[VORLIEGENDER AUSZUG]
□ □ □
Zum internationalen Holocaust-Gedenktag gab es auch Veranstaltungen in Potsdam, die an die Opfer des Nationalsozialismus erinnerten. Redner warnten vor neuen rassistischen Tendenzen.

Babelsberg/Innenstadt - Er war bis zu seinem Tod im Jahr 2009 einer der wenigen Zeitzeugen in Potsdam, der das Konzentrationslager Auschwitz überlebte und von den unvorstellbaren Schrecken erzählen konnte – Willi Frohwein. An dem nach ihm benannten Platz in Babelsberg versammelten sich am gestrigen Dienstag rund 40 Potsdamer, darunter viele Lokalpolitiker und Vertreter der Opfer, um anlässlich des Internationalen Holocaust-Gedenktages an den Massenmord an den europäischen Juden zu erinnern. Sie legten Blumenkränze am Straßenschild des Platzes rund um den Findling an der Großbeerenstraße nieder. Es war eine von zwei Holocaust-Gedenkveranstaltungen, am Nachmittag trafen sich in der Gedenkstätte Lindenstraße 54/55 auf Einladung des Fördervereins der Gedenkstätte geschätzt rund 60 Potsdamer mit demselben Anliegen.
□ □ □
[BEREITGESTELLTE DATEN]

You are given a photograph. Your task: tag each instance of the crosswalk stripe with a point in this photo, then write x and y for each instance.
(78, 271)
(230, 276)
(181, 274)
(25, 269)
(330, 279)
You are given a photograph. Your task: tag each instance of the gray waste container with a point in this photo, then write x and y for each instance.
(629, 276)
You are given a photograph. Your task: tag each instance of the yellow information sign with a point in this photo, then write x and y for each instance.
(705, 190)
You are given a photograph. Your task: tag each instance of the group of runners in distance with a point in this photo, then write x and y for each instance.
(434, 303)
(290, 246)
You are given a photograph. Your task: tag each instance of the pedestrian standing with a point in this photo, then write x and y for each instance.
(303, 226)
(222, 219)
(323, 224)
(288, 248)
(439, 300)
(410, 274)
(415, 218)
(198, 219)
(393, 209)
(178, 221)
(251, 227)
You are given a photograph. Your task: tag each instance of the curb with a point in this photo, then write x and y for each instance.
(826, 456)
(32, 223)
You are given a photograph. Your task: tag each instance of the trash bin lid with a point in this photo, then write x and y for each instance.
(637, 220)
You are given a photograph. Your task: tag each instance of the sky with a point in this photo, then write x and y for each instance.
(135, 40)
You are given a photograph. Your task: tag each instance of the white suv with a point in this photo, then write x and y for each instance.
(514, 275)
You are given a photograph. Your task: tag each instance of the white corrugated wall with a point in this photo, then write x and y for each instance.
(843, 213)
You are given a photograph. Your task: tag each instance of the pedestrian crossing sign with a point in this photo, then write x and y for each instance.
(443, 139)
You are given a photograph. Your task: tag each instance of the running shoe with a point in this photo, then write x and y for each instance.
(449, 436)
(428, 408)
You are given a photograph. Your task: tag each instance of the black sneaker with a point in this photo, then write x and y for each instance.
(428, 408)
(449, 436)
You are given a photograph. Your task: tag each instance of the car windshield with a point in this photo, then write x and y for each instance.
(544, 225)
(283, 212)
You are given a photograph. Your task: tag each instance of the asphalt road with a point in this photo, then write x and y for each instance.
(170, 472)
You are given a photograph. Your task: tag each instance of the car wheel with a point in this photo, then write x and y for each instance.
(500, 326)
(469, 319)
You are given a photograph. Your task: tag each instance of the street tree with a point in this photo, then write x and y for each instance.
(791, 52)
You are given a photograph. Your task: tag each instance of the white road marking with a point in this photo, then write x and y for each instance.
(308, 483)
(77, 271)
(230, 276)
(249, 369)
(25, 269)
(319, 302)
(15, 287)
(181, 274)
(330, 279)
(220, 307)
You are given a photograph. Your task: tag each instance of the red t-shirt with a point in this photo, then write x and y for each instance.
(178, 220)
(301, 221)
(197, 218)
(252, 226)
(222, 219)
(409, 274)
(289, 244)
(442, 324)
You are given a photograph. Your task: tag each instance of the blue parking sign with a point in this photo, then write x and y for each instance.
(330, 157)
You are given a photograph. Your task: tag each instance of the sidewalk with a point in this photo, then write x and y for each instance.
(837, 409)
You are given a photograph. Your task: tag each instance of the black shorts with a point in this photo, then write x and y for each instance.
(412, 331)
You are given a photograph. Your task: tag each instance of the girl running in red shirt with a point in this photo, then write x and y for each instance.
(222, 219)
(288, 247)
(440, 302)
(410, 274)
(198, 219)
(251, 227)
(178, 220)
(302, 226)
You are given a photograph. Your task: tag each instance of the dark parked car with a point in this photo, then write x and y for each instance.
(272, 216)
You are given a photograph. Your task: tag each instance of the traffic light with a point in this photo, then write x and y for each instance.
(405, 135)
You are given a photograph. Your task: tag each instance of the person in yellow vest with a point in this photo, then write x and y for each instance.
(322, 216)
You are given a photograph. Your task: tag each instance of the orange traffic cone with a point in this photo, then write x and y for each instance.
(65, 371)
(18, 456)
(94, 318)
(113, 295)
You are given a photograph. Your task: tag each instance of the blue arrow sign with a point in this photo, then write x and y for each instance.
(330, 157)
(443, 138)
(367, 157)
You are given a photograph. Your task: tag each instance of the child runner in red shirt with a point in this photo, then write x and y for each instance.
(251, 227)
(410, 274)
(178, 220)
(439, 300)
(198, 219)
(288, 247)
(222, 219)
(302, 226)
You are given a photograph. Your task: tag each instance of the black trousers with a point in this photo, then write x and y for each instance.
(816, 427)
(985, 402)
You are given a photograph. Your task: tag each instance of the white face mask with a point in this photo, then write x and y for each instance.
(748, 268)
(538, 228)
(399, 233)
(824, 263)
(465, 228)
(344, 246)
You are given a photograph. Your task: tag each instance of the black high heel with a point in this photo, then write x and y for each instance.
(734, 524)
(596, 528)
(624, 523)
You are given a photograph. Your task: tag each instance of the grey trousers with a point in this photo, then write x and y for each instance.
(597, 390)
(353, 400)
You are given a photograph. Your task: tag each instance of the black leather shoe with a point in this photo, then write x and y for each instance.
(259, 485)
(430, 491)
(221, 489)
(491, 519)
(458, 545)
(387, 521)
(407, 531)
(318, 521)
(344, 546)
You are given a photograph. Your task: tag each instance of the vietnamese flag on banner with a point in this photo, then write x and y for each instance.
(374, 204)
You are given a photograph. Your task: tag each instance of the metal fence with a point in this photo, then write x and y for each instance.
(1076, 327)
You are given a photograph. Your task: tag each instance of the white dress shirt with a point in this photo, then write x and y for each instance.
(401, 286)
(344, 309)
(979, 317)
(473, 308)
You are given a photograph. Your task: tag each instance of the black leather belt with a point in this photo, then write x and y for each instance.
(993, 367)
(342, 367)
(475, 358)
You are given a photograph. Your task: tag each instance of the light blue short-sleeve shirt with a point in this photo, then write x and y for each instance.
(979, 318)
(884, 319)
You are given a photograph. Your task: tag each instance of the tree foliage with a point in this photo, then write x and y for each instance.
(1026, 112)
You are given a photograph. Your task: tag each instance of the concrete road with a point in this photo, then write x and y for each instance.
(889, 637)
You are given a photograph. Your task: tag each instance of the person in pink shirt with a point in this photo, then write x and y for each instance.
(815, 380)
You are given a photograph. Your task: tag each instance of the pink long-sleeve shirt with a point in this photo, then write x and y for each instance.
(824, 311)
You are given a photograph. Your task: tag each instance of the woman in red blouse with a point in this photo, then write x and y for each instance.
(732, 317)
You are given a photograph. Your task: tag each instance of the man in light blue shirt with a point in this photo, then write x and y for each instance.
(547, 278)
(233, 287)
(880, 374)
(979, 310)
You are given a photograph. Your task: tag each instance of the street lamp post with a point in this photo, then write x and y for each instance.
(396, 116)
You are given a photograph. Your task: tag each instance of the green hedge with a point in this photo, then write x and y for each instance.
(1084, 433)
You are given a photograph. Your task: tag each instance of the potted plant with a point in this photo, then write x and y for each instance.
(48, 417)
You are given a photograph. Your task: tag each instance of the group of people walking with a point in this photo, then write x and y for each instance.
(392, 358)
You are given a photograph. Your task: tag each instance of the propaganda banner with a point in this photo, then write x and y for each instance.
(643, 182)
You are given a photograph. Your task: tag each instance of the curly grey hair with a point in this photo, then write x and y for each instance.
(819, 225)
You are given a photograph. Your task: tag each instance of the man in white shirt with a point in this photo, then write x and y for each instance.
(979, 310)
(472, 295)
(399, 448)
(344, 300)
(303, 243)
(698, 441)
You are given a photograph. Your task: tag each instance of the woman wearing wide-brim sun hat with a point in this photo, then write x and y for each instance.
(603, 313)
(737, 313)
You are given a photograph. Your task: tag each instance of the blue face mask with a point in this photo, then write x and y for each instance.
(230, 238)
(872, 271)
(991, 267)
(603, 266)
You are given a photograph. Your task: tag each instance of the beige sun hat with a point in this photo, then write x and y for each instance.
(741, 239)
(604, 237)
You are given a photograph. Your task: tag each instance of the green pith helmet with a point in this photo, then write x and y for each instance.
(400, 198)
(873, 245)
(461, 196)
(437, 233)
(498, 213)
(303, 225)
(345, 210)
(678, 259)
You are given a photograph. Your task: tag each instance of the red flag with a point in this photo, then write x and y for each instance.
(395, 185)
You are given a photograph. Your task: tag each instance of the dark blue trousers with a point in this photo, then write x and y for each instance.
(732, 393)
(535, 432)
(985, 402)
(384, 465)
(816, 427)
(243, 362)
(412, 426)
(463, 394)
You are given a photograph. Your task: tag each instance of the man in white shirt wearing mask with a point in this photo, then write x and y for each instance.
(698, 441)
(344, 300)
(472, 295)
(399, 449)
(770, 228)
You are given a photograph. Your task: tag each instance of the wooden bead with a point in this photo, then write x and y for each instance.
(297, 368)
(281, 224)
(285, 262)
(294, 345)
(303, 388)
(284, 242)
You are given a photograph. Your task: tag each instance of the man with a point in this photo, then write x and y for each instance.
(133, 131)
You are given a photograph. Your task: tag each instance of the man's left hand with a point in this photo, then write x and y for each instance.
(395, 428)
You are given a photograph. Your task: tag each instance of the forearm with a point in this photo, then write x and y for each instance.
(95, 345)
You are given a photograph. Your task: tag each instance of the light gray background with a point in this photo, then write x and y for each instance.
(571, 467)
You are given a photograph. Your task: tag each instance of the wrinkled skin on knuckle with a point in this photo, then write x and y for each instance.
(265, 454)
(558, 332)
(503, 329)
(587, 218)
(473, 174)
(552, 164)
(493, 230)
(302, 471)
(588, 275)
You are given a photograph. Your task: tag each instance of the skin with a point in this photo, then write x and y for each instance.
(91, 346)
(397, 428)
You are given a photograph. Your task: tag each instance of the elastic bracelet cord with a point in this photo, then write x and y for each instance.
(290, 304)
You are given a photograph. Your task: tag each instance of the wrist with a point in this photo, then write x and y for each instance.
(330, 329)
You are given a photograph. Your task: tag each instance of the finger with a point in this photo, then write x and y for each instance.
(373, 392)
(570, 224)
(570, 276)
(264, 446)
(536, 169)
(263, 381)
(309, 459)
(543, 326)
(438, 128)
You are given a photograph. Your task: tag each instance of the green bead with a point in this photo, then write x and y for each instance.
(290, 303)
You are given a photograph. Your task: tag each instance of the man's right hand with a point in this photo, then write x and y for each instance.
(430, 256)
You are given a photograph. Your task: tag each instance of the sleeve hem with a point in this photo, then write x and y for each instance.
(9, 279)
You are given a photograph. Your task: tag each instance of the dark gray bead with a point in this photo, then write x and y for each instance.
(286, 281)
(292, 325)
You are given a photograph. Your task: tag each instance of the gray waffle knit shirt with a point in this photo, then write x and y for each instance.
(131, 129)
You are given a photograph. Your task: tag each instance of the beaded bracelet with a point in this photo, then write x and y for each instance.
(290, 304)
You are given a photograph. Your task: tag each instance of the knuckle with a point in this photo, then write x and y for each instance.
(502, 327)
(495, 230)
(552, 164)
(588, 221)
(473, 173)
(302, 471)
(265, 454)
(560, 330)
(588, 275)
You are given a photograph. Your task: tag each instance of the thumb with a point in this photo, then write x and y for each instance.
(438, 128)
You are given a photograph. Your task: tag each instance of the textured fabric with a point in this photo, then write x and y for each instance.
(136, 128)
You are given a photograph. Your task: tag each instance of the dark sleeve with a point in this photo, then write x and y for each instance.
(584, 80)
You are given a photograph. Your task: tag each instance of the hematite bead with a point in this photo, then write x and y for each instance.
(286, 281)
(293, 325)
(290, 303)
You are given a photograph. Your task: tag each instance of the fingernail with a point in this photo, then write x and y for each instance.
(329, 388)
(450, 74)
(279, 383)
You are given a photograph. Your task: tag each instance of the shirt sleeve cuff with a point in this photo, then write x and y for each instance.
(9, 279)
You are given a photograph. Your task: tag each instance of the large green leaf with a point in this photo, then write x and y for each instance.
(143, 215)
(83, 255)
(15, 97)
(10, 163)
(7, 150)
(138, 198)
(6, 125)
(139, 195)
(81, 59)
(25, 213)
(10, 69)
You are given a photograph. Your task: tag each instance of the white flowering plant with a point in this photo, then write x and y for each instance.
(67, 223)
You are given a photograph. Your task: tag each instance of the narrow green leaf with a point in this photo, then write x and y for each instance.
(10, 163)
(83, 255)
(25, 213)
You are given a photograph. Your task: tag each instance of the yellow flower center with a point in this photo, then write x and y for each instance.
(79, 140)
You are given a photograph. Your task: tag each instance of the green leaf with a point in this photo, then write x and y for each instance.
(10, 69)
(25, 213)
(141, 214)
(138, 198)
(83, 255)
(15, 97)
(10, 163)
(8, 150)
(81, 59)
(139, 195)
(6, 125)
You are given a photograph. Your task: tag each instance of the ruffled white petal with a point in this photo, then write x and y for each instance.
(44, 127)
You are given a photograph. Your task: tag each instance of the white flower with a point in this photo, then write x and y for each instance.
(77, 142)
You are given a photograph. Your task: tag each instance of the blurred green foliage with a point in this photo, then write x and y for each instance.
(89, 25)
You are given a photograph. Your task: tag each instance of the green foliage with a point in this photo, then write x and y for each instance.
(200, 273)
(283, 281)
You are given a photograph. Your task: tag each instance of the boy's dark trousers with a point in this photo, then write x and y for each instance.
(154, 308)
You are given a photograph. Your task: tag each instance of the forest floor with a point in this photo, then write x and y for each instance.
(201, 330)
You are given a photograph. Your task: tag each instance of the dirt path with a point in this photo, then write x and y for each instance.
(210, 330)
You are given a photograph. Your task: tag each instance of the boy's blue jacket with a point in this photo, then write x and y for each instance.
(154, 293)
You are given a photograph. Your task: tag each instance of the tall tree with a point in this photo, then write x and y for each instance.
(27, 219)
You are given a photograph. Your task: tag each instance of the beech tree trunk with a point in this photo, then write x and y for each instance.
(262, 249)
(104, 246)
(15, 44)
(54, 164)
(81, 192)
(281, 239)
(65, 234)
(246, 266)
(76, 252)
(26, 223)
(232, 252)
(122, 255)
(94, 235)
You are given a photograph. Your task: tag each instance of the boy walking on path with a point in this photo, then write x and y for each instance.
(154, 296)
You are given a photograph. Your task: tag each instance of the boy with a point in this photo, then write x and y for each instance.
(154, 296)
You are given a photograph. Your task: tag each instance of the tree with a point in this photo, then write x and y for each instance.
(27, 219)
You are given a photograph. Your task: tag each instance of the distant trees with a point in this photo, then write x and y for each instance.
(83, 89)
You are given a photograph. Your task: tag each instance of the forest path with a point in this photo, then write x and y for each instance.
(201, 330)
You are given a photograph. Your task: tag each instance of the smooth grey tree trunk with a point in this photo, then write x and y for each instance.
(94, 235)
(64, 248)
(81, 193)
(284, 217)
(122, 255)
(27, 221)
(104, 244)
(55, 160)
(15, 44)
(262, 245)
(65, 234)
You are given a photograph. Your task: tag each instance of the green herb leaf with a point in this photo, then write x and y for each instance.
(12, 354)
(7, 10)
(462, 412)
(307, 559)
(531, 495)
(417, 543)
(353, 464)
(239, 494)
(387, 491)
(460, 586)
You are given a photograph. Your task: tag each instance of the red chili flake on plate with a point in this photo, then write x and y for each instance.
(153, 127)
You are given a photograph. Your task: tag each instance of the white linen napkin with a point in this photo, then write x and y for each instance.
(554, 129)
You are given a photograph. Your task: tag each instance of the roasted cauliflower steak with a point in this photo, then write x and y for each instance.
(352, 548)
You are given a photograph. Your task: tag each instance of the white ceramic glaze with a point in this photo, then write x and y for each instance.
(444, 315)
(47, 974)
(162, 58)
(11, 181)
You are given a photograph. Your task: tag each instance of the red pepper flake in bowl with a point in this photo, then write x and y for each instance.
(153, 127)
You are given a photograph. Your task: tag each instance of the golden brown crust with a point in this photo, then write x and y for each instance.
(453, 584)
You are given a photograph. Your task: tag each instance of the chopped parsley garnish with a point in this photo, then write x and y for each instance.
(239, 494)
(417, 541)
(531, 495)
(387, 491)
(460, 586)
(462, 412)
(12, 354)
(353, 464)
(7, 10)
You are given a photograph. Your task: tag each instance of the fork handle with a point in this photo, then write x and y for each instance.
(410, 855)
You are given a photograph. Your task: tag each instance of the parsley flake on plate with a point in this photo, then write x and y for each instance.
□ □ □
Führe den Bericht über die Potsdamer Gedenkveranstaltungen zum Holocaust-Gedenktag im Anschluss an seinen letzten Satz fort.

Erinnerung an die Verbrechen der Nationalsozialisten ist und bleibe notwendig, betonte Oberbürgermeister Jann Jakobs (SPD) am Morgen in seiner Rede. Nur so könne man aus der Vergangenheit lernen und für die Zukunft wachsam bleiben, um „mögliche rassistische und antisemitische Tendenzen in unserer Stadt schon im Keim zu ersticken“. An die Sympathisanten der islam- und ausländerfeindlichen Pegida-Bewegung gerichtet sagte Jakobs, man werde in der Landeshauptstadt „allen gesellschaftlichen Bestrebungen, Sündenböcke für soziale Probleme und Herausforderungen im ,Fremden’ und im ,Anderen’ zu suchen, ganz entschieden entgegentreten“.

"Erinnerungskultur wird in Potsdam gelebt"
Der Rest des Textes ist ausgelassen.